## What the exercise asks
Each entry has to be given again in its exact wording, and no picture may appear in the result.

● ● ● ● ●

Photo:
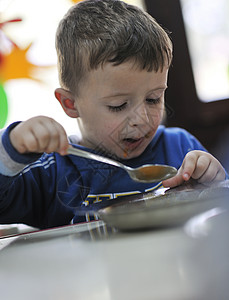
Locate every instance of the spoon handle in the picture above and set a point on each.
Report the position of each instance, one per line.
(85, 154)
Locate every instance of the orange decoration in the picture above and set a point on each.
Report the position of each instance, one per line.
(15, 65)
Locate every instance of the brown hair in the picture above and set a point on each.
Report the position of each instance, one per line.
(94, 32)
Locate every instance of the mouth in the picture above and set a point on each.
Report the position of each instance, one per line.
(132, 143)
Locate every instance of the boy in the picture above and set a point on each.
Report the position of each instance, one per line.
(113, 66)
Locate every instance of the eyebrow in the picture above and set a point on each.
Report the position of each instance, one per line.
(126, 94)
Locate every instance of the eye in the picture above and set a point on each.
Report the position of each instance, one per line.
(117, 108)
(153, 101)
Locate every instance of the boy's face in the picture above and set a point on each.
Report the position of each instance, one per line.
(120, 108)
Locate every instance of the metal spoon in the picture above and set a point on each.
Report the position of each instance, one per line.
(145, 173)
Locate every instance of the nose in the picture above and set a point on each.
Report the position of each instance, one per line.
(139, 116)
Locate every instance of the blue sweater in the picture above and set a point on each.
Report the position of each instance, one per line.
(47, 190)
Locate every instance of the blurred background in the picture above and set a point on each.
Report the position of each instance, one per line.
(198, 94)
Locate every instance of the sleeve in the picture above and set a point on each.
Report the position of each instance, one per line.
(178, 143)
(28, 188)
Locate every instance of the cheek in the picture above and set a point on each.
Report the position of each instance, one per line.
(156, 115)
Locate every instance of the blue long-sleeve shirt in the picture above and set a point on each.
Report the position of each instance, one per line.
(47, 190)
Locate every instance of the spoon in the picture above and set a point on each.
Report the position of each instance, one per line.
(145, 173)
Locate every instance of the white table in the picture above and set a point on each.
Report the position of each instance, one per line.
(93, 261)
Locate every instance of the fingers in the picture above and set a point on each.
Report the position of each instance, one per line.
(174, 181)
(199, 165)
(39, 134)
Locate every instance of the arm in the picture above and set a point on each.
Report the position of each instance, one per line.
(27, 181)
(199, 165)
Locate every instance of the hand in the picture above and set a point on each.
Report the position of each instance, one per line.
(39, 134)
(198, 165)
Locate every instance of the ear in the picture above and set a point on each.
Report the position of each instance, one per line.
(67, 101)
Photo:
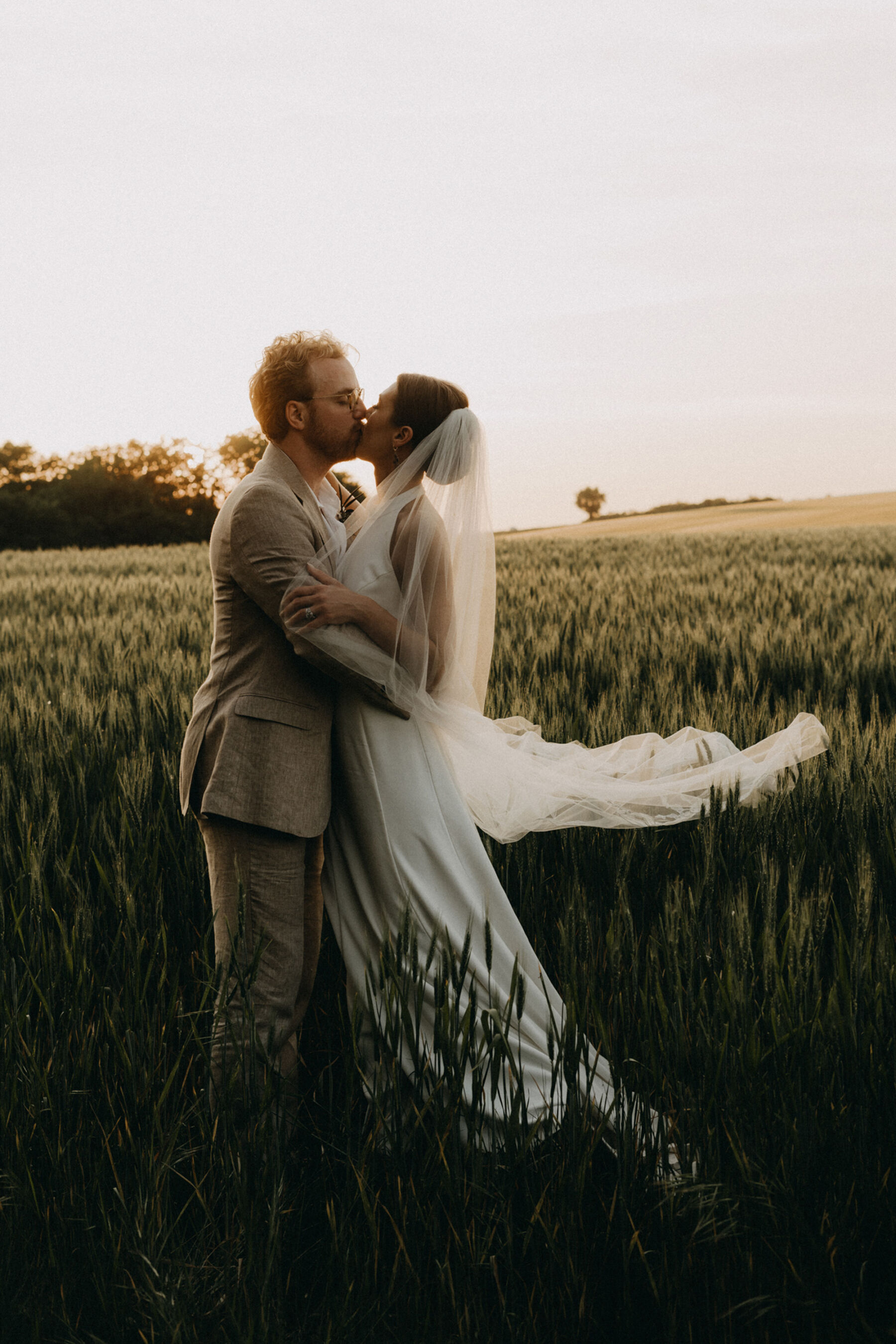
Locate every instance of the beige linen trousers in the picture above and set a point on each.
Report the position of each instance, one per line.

● ● ● ● ●

## Task output
Photo:
Locate every instance of the spoon handle in the picture above and set a point on each.
Report the position of each instance, one per line.
(85, 154)
Locate every instance of the orange decoration in the picture above and set a point on each.
Report the position of each instance, one per line.
(15, 65)
Locate every instance of the brown hair in the picture above and set a point on each.
Report the position of each instance, one per line.
(94, 32)
Locate every instance of the mouth in the picture above and set a point on each.
Report the position of each instance, one per line.
(132, 143)
Locate every instance of the boy in the picture above and set a point on each.
Report the position of each instance, one per line.
(113, 66)
Locate every instance of the eyebrow in the picture above and set a point on each.
Report the position of each instance, one per line.
(126, 94)
Locate every instance of the eye in the picture above and set a point on each.
Report the position of each instance, one per line.
(117, 108)
(153, 101)
Locate every instance of the boy's face in the picture above and set a point on each.
Report the position of each instance, one per line.
(120, 108)
Locate every instance of the metal spoon in the picture above and set a point on each.
Report the position of each instance, one per line.
(145, 173)
Locate every instance of the nose in the picture above and set a point on each.
Report the position of each instance, one per line.
(139, 116)
Locate every instance of the blue sweater in the picture above and set a point on each.
Report the position of each instance, one per line.
(47, 190)
Locate every instance of the blurred background in the picture above and set a point on each.
Report the position of each instance, one per line.
(198, 94)
Locate every instance of the sleeve in the picture above and set a point on each.
Report the position of each instance, one per line.
(178, 143)
(28, 188)
Locate every instance of the cheek in the picture above and set a point on each.
Report the position of each instance, one per line.
(156, 115)
Locate every instance of the blue long-sleeve shirt in the picture above and set a point on each.
Report the position of each instance, one per line.
(47, 190)
Locate every instance of the spoon in the picture above and set a point on each.
Report the position of each instance, one per line.
(145, 173)
Locate every instance of the white table in the picture above and set a point on each.
Report the position of each instance, one per line.
(93, 261)
Locate every instance of the fingers in the picture above and set a point on each.
Report the position of each instance, one per line.
(174, 181)
(199, 165)
(39, 134)
Locate every instance of the arm in the picture above and set a point on each.
Report the position of each instance, one per line.
(27, 181)
(199, 165)
Locate every instance of the hand in the picture above and set a point on each.
Report the position of each instance, one per line.
(39, 134)
(198, 165)
Locate every instance of the ear in the picture above and set a point on each.
Report the position of each instance, one per line.
(67, 101)
Photo:
Locate every instance of the beige linen trousers in the picture above and set a point on each.
Report the position of each instance, one per line.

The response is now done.